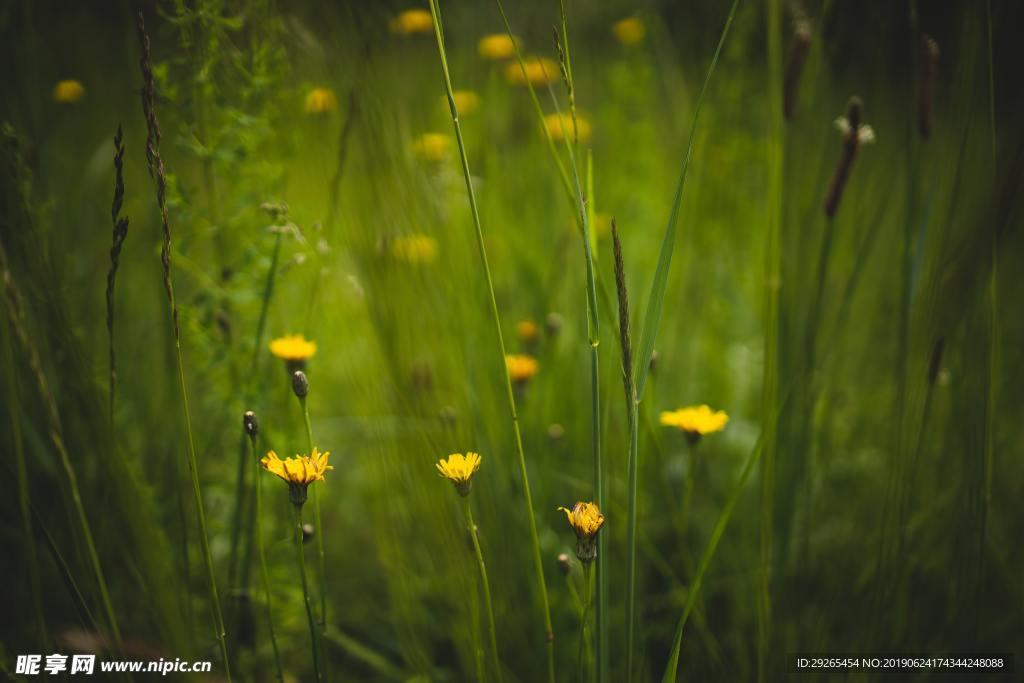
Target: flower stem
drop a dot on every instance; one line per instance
(305, 591)
(535, 540)
(492, 631)
(262, 562)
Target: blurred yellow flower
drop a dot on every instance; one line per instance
(695, 421)
(298, 472)
(415, 248)
(527, 331)
(520, 367)
(459, 470)
(560, 125)
(432, 146)
(496, 46)
(540, 71)
(412, 22)
(321, 100)
(629, 31)
(293, 348)
(466, 101)
(68, 91)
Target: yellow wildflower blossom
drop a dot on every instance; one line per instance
(412, 22)
(695, 421)
(629, 31)
(321, 100)
(540, 71)
(521, 367)
(459, 470)
(298, 472)
(497, 46)
(68, 91)
(432, 146)
(561, 125)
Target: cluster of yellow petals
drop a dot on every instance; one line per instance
(301, 470)
(459, 469)
(412, 22)
(560, 125)
(68, 91)
(697, 420)
(521, 367)
(293, 347)
(432, 146)
(585, 518)
(629, 31)
(415, 248)
(497, 46)
(321, 100)
(540, 71)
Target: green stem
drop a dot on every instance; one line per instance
(305, 591)
(510, 394)
(262, 562)
(492, 631)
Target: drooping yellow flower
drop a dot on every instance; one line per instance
(68, 91)
(466, 101)
(321, 100)
(415, 248)
(298, 472)
(586, 519)
(412, 22)
(497, 46)
(561, 125)
(540, 71)
(527, 331)
(695, 421)
(432, 146)
(293, 348)
(459, 470)
(521, 367)
(629, 31)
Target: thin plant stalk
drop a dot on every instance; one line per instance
(156, 165)
(488, 605)
(510, 393)
(262, 561)
(305, 591)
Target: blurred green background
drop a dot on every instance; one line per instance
(890, 518)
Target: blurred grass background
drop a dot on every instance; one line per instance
(407, 370)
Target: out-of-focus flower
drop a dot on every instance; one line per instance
(321, 100)
(412, 22)
(629, 31)
(540, 71)
(497, 46)
(560, 125)
(68, 91)
(432, 146)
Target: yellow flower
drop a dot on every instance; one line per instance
(496, 46)
(527, 331)
(540, 71)
(294, 349)
(695, 421)
(321, 100)
(629, 31)
(466, 101)
(432, 146)
(415, 248)
(561, 125)
(521, 368)
(68, 91)
(586, 519)
(298, 472)
(413, 20)
(459, 470)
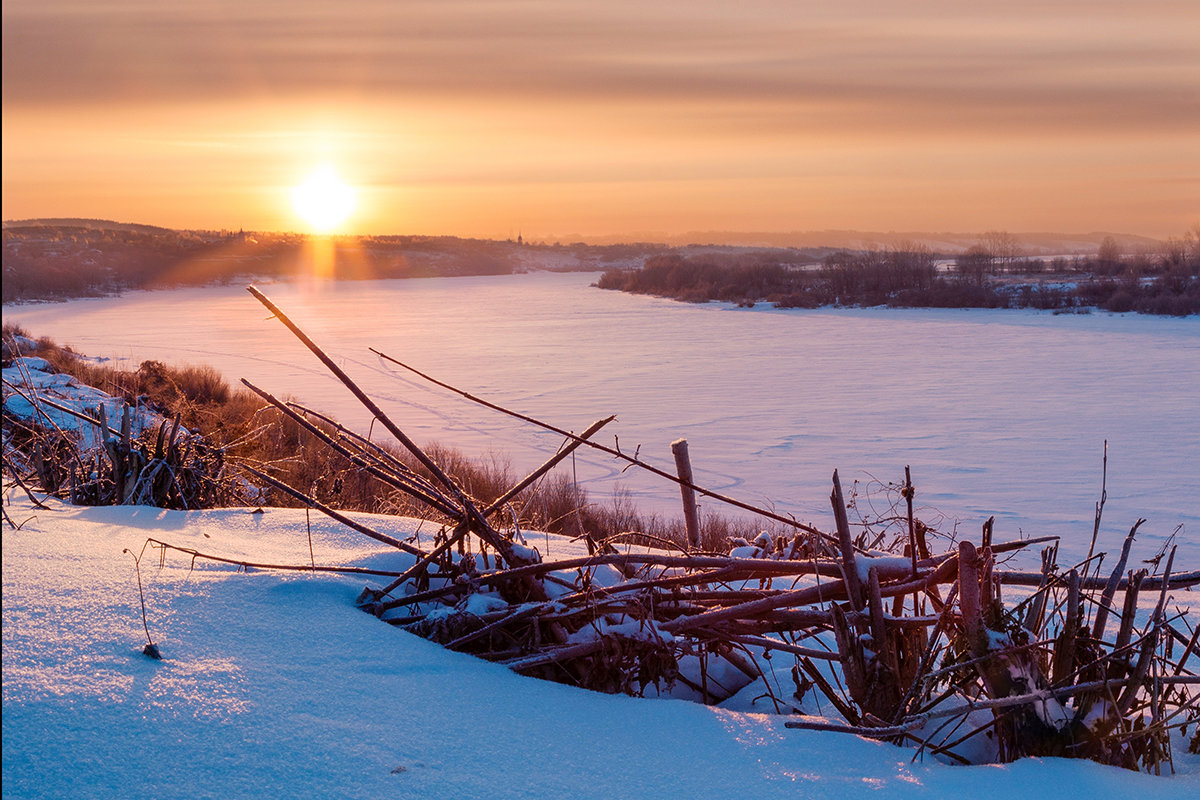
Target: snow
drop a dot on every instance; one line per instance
(997, 411)
(28, 382)
(275, 685)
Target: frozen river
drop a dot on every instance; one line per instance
(999, 411)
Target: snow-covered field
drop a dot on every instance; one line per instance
(274, 685)
(999, 411)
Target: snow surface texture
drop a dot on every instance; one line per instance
(275, 685)
(999, 411)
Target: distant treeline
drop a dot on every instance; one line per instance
(82, 258)
(1165, 283)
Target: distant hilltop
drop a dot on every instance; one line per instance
(816, 241)
(91, 224)
(951, 244)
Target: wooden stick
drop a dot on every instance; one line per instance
(257, 565)
(334, 515)
(1110, 589)
(426, 494)
(849, 569)
(683, 465)
(480, 525)
(615, 453)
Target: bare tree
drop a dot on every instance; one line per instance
(1002, 246)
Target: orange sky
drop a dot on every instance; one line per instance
(615, 116)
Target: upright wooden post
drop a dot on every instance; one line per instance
(683, 467)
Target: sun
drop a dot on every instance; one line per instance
(324, 200)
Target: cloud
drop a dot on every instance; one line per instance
(1047, 66)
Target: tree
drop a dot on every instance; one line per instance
(1001, 245)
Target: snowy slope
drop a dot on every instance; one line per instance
(275, 685)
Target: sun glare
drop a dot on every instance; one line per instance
(324, 200)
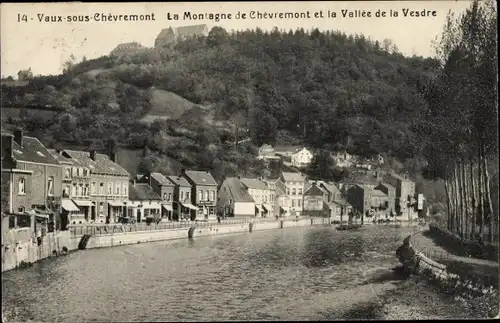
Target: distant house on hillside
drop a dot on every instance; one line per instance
(234, 199)
(127, 48)
(301, 158)
(24, 75)
(343, 159)
(169, 36)
(267, 152)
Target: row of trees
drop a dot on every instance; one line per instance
(461, 128)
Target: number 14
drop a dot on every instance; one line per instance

Petunjuk Latihan: Tolong tulis ulang hanya baris-baris dari baris yang memuat "Target: wooden stick" sampai baris yang memuat "(1002, 246)", termasuk kedua baris itu. Kalikan setiap angka koordinat titik dengan 2,5 dan bulatkan ke bilangan bulat (nilai setengah dibulatkan ke atas), sementara baris lainnya tetap tanpa perubahan.

Jawaban Tertulis:
Target: wooden stick
drop a dot on every instance; one line per instance
(643, 1413)
(835, 1288)
(2775, 1473)
(1065, 1235)
(2123, 1423)
(1708, 1163)
(1200, 1313)
(1538, 1133)
Target: bare tree
drop a dot on every instance; one line per instance
(2505, 615)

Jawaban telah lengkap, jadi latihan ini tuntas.